■ **Stated goal**:
Answer these questions from the page on interactions in regression below.
(a) How does the page define an interaction?
(b) What is a simple slope?
(c) What kind of plots will the following chapter teach you to make?

■ **Page**:
------------------------------------
The following chapter will include:
Interaction: When the effect of one independent variable differs based on the level or magnitude of another independent variable
For more information about interactions in regression:
Click here for Jaccard & Turrisi 2003 Interaction Effects in Multiple Regression
A simple slope is a regression line at one level of a predictor variable
Think of simple slopes as the visualization of an interaction
How do we plot these things in R?…
When running a regression in R, it is likely that you will be interested in interactions. The following packages and functions are good places to start, but the following chapter is going to teach you how to make custom interaction plots.
------------------------------------
■ **Data supplied**:
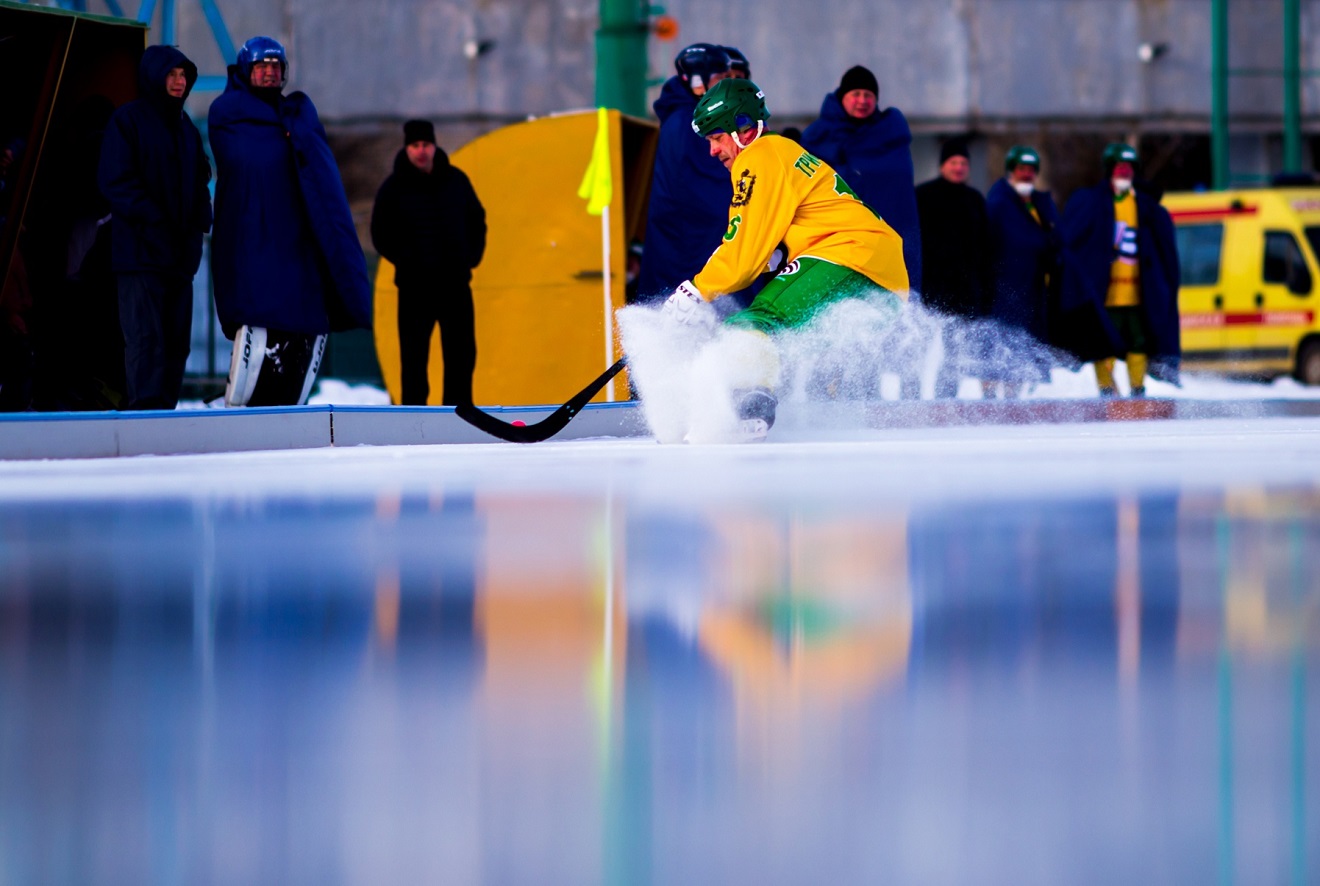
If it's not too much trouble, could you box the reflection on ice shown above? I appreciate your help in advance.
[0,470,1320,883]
------------------------------------
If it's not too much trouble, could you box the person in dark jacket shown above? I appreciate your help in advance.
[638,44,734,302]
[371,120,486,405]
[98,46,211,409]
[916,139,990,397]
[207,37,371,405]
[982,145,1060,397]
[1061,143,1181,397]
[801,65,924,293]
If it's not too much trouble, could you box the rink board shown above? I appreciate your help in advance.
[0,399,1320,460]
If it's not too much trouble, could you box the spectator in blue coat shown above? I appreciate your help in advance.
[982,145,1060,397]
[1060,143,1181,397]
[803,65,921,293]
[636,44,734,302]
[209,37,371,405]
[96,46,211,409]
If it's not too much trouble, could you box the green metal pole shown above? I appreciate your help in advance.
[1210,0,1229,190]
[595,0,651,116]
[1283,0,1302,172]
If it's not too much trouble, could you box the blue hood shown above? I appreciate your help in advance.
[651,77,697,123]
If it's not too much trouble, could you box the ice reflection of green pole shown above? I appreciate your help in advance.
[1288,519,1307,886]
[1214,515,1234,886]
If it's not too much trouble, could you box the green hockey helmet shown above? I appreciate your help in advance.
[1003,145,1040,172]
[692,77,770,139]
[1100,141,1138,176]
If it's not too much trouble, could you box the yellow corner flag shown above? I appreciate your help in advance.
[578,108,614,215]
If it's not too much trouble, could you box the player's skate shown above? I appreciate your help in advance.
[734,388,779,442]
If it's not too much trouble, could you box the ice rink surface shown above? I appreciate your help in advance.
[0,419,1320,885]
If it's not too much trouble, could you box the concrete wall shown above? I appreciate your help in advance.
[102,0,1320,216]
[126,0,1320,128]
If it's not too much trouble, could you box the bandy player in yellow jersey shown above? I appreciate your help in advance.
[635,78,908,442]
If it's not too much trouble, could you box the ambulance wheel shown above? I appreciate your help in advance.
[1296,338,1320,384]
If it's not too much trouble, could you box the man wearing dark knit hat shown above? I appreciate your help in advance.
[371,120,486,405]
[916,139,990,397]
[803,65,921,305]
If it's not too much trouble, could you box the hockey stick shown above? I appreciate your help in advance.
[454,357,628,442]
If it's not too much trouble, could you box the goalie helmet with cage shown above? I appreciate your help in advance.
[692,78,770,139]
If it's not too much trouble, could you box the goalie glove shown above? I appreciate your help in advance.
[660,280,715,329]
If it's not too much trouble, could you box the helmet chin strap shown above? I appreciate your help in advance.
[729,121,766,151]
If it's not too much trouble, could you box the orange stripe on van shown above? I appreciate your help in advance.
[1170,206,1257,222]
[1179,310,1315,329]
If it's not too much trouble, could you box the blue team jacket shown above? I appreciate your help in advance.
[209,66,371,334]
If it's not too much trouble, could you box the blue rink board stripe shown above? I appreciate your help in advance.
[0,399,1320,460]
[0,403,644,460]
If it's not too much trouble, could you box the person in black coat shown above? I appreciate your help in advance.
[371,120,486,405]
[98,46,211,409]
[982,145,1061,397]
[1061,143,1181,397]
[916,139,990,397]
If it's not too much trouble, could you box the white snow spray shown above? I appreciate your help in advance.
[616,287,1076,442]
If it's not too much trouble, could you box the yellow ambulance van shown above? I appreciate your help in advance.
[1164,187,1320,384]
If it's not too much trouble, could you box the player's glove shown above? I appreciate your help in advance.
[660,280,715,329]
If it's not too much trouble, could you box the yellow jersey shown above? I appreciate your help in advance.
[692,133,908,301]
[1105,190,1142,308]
------------------------------------
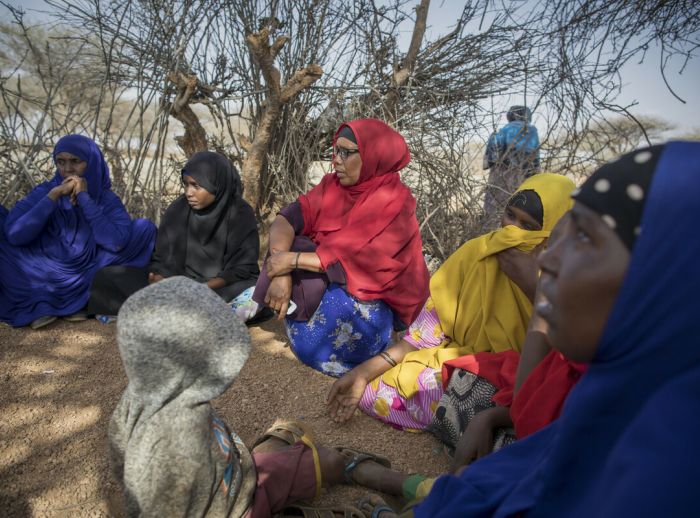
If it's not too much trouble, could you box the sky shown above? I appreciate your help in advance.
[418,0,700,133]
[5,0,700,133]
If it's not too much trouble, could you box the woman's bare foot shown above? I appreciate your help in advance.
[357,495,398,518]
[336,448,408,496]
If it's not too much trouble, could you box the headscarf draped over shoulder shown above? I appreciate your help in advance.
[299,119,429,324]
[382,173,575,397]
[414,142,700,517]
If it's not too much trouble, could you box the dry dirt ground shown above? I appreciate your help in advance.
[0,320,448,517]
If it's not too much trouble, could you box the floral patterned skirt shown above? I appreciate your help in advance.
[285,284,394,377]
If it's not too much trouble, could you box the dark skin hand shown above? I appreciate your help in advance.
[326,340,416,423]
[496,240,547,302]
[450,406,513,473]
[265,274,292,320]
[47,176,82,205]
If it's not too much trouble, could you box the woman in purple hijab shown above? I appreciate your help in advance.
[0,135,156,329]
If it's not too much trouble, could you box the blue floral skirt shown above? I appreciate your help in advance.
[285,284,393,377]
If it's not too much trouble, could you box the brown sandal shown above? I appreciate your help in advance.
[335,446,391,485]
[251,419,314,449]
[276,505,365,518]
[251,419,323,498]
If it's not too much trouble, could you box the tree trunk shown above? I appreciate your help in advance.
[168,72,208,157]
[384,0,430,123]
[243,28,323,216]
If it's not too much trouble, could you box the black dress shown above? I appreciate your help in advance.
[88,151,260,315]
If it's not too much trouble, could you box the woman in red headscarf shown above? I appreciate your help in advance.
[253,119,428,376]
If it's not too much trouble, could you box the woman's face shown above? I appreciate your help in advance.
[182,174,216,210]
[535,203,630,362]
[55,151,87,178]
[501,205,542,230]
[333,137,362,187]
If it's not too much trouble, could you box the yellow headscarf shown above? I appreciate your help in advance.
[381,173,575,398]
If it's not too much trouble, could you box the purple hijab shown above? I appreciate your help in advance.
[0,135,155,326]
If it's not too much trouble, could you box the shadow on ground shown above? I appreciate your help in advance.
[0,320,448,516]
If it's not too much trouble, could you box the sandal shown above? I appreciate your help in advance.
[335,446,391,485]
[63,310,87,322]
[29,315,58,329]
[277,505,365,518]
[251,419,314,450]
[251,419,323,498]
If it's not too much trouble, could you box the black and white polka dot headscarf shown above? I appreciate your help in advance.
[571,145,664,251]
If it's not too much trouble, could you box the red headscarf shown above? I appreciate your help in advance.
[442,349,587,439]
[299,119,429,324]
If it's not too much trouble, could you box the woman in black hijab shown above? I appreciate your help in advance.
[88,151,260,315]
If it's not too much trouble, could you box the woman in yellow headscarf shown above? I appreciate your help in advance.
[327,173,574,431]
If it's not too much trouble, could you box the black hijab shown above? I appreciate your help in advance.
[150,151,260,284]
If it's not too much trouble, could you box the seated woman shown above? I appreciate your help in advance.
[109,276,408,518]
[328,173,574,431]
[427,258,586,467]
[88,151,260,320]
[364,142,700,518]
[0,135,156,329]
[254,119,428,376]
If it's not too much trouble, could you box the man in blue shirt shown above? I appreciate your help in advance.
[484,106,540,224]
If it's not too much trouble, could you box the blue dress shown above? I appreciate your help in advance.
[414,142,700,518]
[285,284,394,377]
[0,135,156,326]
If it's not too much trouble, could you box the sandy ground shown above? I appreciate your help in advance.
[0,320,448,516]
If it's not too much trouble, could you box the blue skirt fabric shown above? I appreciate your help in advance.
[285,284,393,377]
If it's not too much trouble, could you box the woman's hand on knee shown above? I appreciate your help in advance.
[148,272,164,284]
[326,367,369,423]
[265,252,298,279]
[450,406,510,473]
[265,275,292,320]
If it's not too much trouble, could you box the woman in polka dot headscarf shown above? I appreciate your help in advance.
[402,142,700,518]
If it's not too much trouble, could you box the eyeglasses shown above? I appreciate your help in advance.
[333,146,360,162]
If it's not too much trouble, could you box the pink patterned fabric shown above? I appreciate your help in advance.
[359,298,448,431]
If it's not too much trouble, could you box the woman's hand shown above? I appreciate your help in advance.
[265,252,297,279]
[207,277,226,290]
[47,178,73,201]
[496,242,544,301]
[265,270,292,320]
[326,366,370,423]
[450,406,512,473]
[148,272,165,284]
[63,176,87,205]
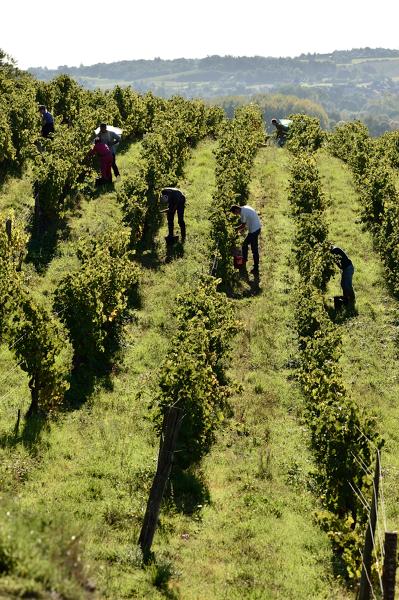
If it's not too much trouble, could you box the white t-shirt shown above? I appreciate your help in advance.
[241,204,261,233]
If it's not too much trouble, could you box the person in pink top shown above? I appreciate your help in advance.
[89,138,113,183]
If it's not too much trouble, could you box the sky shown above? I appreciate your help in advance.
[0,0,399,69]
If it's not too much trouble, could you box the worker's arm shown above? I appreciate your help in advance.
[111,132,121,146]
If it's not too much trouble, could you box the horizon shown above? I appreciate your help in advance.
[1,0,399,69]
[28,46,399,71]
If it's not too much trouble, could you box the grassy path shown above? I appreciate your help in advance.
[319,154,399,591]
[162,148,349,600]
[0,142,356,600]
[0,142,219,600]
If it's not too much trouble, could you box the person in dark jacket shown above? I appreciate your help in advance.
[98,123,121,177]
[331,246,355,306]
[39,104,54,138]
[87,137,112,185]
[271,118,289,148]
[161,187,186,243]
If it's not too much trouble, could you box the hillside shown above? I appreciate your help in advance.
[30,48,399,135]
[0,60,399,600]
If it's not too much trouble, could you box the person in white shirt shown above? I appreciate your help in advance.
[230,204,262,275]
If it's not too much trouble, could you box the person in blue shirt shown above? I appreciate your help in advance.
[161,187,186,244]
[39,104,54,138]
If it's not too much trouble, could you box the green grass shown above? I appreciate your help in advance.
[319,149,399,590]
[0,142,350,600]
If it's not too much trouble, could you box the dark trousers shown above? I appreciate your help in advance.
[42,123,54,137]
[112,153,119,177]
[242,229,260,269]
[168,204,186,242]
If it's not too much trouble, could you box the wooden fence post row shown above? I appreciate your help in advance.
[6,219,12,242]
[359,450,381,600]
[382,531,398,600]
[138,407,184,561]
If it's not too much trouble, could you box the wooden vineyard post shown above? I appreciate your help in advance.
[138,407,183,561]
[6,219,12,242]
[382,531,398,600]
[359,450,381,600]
------------------------------------
■ **Task output**:
(a) An interaction is when the effect of one independent variable differs based on the level or magnitude of another independent variable.
(b) A simple slope is a regression line at one level of a predictor variable.
(c) Custom interaction plots.